━━━━━ DOCUMENT PASSAGE
The Friday Times, 9 April 2010
Development indicators reveal that districts of southern Punjab are desperately poor and significantly under-serviced
Discussions on sub-national disparities were taboo in official circles in Pakistan in the 1950s and 1960s for obvious reasons. The secession of East Pakistan in 1971 should have taught policy-makers an important lesson – that sweeping such issues under the carpet is not a good idea in the long run. On the contrary, that debacle reinforced apprehensions amongst the civil and military establishment about the use of data and information in general and sub-national data in particular. To this day, Pakistan’s GDP is calculated as a national aggregate, with no official indication of how and to what extent different provinces contribute to the total. This is a glaring anomaly for a measure that is designed to be calculated using a “bottom up” process, for what is the GDP except an aggregation of the value added of production from the first stage of the productive process?
Socio-economic indicators (pertaining to education, health, water supply and sanitation) fare somewhat better in that data disaggregated by province is published at regular intervals, most notably in the Pakistan Social and Living Standards Measurement Survey (PSLM), issued by the Federal Bureau of Statistics. Two out of five PSLMs published since 2002-03, including the survey of 2006-07, contain estimates of district level socio-economic indicators. There is a wealth of information in it, both for the students of Pakistan’s economy and its politics.
In broad terms, Punjab is legitimately considered to be the richest province in Pakistan. It purports to have the highest per capita income and socio-economic indicators that are, for the most part, higher than the national average. But district level data reveals that parts of southern Punjab are closer to Sindh and Balochistan in terms of poverty-related characteristics as compared to the northern belt of the same province. Estimates of caloric poverty prepared by the World Food Program in 2003 put poverty incidence in Rajanpur, Muzaffargarh, Dera Ghazi Khan and Multan at over 45 percent, comparable to four districts in Sindh, and worse off than all districts in NWFP. In fact, these districts compared unfavorably in terms of poverty incidence to the irrigated districts of Balochistan. The Human Development Index (HDI) prepared by UNDP in 2003 similarly placed Muzaffargarh almost at par with Jaffarabad in Balochistan, and Dera Ghazi Khan close to Chaghi. On the other hand, almost 60 percent of the districts featuring in the top one-third of ranked districts lay in north or central Punjab.
A quick review of the 2006-07 PSLM district data on socio-economic indicators shows similar results for southern and even some districts of western Punjab. For example, the gross enrolment rate in Rajanpur was 65 percent, while in Bahawalpur it was estimated at 68 percent. Estimates for the western districts of Okara, Lodhran and Vehari were only slightly better. As such, these districts were comparable to most of northern and central Sindh, to Balochistan, and were worse off than most of NWFP (where only Kohistan and Shangla had similar GERs). Health, water supply and sanitation indicators show similar patterns.
━━━━━━━━━━
━━━━━ MATERIAL TO PROCESS
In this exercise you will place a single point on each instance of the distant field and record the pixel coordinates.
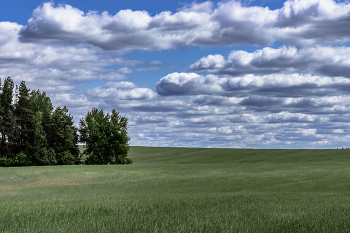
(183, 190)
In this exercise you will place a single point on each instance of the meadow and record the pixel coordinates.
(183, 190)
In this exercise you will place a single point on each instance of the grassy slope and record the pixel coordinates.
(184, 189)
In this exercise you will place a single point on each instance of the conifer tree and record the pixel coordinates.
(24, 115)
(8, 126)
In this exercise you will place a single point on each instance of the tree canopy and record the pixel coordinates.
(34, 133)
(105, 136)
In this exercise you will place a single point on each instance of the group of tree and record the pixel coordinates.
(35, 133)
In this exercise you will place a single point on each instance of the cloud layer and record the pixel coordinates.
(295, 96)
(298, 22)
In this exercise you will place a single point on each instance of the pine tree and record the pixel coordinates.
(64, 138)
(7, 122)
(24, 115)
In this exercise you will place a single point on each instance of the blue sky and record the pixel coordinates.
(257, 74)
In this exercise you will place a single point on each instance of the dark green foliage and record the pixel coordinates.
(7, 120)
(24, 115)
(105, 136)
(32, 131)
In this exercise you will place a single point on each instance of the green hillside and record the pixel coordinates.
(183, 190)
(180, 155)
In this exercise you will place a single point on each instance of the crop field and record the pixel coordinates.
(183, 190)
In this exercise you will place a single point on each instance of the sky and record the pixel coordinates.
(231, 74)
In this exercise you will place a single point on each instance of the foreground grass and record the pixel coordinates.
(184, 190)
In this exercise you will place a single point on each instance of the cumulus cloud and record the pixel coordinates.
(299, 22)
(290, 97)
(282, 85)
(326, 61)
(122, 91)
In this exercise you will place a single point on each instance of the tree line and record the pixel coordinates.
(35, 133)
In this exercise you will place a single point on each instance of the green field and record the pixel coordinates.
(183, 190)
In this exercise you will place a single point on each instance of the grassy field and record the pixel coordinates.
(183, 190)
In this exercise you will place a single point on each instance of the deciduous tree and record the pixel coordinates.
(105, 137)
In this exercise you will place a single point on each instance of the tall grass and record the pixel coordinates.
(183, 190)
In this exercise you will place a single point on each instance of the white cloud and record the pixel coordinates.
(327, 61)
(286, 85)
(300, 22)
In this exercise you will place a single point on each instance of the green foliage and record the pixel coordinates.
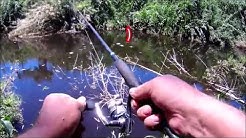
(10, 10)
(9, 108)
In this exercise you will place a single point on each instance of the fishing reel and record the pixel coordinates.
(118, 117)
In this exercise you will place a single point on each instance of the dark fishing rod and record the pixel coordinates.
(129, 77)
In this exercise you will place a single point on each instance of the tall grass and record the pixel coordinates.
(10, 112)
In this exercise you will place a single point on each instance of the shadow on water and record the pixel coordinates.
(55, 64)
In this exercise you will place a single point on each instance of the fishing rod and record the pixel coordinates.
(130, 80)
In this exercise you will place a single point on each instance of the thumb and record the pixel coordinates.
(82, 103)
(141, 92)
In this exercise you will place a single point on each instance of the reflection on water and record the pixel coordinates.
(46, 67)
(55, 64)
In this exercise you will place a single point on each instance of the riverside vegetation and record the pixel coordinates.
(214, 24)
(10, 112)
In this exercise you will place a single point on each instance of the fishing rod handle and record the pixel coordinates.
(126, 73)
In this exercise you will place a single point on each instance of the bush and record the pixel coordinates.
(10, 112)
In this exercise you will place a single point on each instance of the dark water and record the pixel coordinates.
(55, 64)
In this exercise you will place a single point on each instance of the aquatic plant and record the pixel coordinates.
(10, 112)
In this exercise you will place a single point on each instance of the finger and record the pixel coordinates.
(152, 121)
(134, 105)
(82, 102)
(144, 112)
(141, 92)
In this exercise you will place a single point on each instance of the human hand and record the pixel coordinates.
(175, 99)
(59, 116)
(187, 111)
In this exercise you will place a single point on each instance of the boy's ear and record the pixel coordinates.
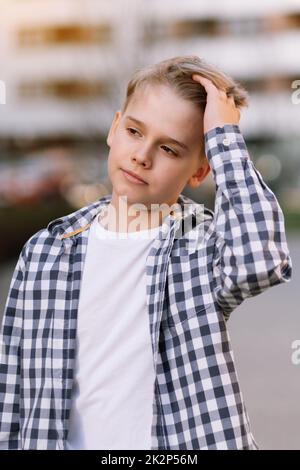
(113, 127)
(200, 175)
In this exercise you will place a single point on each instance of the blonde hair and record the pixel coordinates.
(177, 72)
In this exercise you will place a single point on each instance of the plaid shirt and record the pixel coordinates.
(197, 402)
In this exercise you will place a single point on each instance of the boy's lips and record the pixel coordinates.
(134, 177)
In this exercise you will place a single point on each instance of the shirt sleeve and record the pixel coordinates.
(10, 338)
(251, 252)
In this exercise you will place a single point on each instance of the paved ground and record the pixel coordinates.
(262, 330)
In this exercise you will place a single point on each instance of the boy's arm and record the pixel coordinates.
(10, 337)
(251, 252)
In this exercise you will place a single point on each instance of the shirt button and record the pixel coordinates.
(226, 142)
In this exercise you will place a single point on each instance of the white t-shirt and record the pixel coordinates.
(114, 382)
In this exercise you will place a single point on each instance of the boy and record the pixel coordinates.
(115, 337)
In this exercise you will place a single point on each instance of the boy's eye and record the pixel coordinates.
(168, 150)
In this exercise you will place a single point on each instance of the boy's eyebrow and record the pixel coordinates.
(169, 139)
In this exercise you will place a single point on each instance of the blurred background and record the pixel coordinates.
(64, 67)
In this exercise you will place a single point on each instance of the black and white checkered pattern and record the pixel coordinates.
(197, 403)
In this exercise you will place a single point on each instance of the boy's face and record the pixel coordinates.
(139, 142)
━━━━━━━━━━
━━━━━ MATERIAL TO PROCESS
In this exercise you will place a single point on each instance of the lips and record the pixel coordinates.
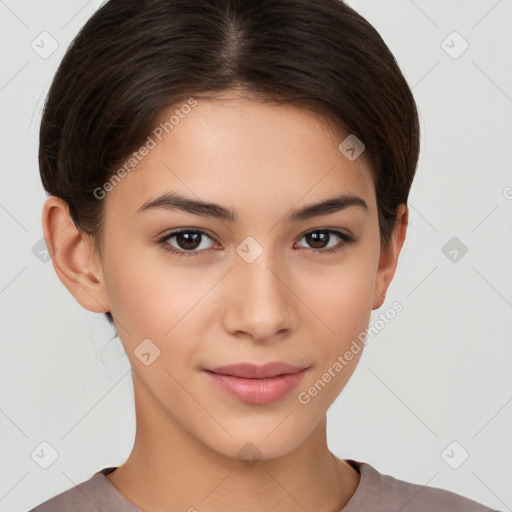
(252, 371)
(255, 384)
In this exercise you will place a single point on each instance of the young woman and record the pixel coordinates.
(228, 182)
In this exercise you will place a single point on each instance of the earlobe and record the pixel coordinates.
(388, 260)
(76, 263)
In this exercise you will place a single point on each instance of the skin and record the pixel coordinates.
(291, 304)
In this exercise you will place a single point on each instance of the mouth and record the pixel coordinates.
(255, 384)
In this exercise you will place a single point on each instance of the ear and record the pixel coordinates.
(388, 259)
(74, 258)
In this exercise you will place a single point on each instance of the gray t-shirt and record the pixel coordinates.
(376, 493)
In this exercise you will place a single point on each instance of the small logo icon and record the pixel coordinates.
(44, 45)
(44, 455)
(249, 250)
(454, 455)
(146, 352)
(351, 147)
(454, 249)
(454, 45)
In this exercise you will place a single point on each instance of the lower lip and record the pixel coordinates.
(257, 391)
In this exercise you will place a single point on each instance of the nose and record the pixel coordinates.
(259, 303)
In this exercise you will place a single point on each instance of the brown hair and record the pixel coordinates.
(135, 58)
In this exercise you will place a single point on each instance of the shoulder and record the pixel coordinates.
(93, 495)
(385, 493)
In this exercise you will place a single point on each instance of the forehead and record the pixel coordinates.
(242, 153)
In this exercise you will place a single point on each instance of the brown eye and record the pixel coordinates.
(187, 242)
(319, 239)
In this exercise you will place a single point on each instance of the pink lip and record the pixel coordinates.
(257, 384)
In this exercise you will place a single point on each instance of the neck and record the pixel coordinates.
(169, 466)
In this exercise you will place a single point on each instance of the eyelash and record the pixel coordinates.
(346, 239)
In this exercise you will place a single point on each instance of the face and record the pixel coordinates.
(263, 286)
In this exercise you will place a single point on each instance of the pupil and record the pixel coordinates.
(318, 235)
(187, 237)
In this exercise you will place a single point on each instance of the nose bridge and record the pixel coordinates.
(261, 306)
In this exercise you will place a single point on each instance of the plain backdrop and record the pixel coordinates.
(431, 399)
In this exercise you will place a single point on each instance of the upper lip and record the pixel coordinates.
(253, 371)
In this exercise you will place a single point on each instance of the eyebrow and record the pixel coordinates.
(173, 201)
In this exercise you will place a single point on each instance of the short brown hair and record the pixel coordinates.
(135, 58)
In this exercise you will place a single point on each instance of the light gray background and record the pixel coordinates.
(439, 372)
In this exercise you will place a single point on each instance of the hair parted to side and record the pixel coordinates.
━━━━━━━━━━
GOALS:
1) Pull out every line of the records that contains the word "foliage".
2) Carry the article on poverty in southern Punjab forward from its last sentence.

ANSWERS PROVIDED:
1)
In this exercise you will place a single point on each instance of the dark green foliage and record the pixel coordinates.
In this exercise you will place a single point on each instance of the green foliage and record the pixel coordinates.

2)
The patterns are disturbing when analyzed in conjunction with the generally favorable status of the northern Punjab belt stretching from Rawalpindi to Lahore, and including the semi-industrialized districts of Gujrat, Gujranwala, and Sialkot amongst others. Thus it would appear that not only are parts of Punjab desperately poor and significantly under-serviced, but that income disparities in the province are of the same order of magnitude as the disparity found in Sindh when Karachi and its environs are compared to the rest of that province.
Granted that the ethnic mix in Sindh adds to the tensions there, but there is no denying that the stark income and consumption differentials in Sindh have had a very negative political fallout and have nourished at least one (and possibly two, if the Jinnahpur controversy is to be believed) fledgling separatist movements. In any event, severe inequality within an administrative unit is not desirable, and successive governments in Punjab have acknowledged that the fruits of Punjab’s development have not reached the Saraiki belt or some of the western and central regions of the province. The question is, what is the government doing to alleviate the intra-provincial disparities?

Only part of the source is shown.